* Texto extraído:
======
En este período, las extrañas ilustraciones de Gustave Doré‚ -que conocí en
ediciones de Dante, Milton y La balada del Antiguo Marinero- me afectaron
poderosamente. Por primera vez empecé‚ a intentar escribir: la primera pieza que
puedo recordar fue un cuento sobre una cueva horrible perpetrado a la edad de
siete años y titulado «The Noble Eavesdropper» [El noble fisgón]. Este no ha
sobrevivido, aunque todavía poseo dos hilarantes esfuerzos infantiles que datan
del año siguiente: «The Mysterious Ship» [La nave misteriosa] y «The Secret of
the Grave» [El secreto de la tumba], cuyos títulos exhiben suficientemente la
orientación de mi gusto.
======
* Listado:
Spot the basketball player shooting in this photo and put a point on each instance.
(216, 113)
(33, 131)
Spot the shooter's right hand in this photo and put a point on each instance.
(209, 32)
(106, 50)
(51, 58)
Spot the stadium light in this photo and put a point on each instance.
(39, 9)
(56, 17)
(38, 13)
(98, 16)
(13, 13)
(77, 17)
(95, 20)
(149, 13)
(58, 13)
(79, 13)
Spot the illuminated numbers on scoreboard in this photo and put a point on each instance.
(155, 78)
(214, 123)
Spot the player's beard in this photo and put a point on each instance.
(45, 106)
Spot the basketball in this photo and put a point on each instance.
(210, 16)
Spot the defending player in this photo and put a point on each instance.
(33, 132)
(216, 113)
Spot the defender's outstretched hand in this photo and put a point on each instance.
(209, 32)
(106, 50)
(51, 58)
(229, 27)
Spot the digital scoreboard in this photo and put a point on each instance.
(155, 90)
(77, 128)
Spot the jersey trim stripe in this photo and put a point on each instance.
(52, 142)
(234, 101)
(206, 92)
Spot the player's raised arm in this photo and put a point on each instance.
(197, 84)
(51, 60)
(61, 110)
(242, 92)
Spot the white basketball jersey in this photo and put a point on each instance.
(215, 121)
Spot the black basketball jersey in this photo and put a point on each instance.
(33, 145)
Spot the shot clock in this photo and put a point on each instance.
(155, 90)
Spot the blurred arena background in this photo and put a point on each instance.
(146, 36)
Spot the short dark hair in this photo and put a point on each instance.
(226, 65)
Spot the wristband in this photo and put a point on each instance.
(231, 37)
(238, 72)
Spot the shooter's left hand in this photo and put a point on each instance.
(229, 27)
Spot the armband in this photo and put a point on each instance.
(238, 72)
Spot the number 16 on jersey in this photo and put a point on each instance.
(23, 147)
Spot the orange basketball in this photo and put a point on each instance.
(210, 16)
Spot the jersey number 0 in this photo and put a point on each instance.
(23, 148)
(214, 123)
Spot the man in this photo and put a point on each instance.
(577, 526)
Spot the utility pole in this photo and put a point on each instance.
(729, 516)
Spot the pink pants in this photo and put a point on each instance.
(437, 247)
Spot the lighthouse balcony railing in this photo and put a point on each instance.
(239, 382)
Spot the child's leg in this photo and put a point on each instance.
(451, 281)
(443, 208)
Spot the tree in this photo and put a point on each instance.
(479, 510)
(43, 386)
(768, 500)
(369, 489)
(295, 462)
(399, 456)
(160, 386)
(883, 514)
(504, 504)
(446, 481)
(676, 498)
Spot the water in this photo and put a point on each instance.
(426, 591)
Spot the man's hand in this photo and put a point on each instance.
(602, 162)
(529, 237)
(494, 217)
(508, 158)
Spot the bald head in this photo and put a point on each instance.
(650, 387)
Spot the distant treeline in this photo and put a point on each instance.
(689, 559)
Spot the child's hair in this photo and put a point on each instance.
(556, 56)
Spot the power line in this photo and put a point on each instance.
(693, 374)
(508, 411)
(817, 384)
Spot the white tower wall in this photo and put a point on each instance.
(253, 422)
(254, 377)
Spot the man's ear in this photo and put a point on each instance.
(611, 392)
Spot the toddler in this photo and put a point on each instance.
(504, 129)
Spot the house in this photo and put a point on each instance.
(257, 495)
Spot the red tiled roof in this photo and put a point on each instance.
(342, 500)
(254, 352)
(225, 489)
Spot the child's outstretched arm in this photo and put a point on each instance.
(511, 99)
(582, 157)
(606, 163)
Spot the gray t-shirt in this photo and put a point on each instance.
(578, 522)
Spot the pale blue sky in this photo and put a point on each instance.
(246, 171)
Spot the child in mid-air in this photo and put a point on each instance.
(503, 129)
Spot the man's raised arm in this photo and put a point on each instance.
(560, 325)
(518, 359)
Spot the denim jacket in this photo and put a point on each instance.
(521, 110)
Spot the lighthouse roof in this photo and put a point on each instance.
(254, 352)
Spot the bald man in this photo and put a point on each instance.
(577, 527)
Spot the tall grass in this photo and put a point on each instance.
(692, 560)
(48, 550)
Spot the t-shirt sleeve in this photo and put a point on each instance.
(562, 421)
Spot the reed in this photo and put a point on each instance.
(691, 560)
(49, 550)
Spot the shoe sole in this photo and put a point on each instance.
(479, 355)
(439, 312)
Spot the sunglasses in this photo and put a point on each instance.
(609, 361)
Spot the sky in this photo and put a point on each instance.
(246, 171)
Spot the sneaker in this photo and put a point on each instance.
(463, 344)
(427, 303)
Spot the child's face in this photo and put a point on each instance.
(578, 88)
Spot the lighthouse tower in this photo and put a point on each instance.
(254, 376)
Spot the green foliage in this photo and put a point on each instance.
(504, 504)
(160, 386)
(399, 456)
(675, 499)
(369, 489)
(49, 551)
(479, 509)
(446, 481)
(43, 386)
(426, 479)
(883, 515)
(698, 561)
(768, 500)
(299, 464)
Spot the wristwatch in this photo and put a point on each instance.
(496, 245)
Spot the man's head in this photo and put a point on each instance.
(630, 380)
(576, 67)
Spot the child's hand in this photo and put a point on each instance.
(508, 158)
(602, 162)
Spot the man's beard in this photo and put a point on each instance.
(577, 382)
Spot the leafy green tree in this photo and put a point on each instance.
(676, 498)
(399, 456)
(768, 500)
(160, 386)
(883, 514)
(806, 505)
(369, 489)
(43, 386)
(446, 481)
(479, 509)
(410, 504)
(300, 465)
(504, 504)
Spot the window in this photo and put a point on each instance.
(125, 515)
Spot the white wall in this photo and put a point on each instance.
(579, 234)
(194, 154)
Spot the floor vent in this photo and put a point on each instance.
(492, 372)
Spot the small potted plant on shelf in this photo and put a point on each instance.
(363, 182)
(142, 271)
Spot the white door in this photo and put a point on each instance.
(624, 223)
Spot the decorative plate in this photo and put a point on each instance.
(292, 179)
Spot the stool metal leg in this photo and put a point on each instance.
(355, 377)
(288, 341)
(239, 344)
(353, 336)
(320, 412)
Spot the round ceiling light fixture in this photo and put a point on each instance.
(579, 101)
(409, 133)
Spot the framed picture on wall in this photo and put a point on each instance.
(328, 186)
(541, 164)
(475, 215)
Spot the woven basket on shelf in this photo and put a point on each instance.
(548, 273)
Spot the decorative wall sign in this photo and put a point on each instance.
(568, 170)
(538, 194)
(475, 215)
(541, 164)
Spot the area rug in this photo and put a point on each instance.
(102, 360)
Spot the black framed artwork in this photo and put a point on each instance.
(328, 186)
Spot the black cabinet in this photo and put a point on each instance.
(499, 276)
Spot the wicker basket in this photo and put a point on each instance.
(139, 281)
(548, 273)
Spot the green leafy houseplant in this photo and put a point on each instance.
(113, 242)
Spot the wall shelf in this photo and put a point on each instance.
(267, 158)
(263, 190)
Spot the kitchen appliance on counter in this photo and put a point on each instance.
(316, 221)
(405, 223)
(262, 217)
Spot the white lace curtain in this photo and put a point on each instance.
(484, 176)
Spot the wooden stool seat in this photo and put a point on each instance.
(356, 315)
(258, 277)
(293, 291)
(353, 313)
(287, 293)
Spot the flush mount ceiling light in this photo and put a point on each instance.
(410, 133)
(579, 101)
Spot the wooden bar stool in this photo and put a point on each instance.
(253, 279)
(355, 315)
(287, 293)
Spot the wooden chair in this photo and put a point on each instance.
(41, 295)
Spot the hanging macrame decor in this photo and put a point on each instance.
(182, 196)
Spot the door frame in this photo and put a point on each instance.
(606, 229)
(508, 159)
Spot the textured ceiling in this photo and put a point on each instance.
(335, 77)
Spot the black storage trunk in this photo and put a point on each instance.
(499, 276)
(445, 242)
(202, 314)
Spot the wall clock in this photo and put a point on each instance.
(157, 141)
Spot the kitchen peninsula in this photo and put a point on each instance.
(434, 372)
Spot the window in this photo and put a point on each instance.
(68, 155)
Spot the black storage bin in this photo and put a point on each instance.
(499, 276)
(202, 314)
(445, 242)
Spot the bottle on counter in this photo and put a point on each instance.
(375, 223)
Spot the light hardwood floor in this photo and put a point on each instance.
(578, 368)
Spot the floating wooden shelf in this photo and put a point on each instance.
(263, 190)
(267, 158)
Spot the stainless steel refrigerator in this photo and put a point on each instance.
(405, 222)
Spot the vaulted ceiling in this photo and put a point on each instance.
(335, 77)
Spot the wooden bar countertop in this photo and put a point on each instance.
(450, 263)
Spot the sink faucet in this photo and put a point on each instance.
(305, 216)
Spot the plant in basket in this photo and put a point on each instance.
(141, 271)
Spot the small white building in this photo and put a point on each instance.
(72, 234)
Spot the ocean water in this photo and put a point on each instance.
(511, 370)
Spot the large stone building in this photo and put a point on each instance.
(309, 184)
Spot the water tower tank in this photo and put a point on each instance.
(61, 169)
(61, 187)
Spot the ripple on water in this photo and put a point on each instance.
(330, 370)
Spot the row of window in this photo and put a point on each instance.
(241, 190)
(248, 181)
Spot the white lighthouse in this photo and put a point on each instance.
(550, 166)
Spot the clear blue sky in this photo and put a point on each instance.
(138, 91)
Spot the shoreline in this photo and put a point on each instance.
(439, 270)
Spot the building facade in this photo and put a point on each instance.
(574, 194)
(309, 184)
======
* Tarea breve:
Responde estas preguntas a partir del texto extraído:
1. ¿En qué ediciones se conocieron las ilustraciones de Gustave Doré?
2. ¿A qué edad se escribió «The Noble Eavesdropper» y de qué trataba?
3. ¿Qué dos textos infantiles del año siguiente todavía se conservan?

* Respuesta:
1. Se conocieron en ediciones de Dante, Milton y La balada del Antiguo Marinero.
2. Se escribió a los siete años y era un cuento sobre una cueva horrible.
3. Se conservan «The Mysterious Ship» [La nave misteriosa] y «The Secret of the Grave» [El secreto de la tumba].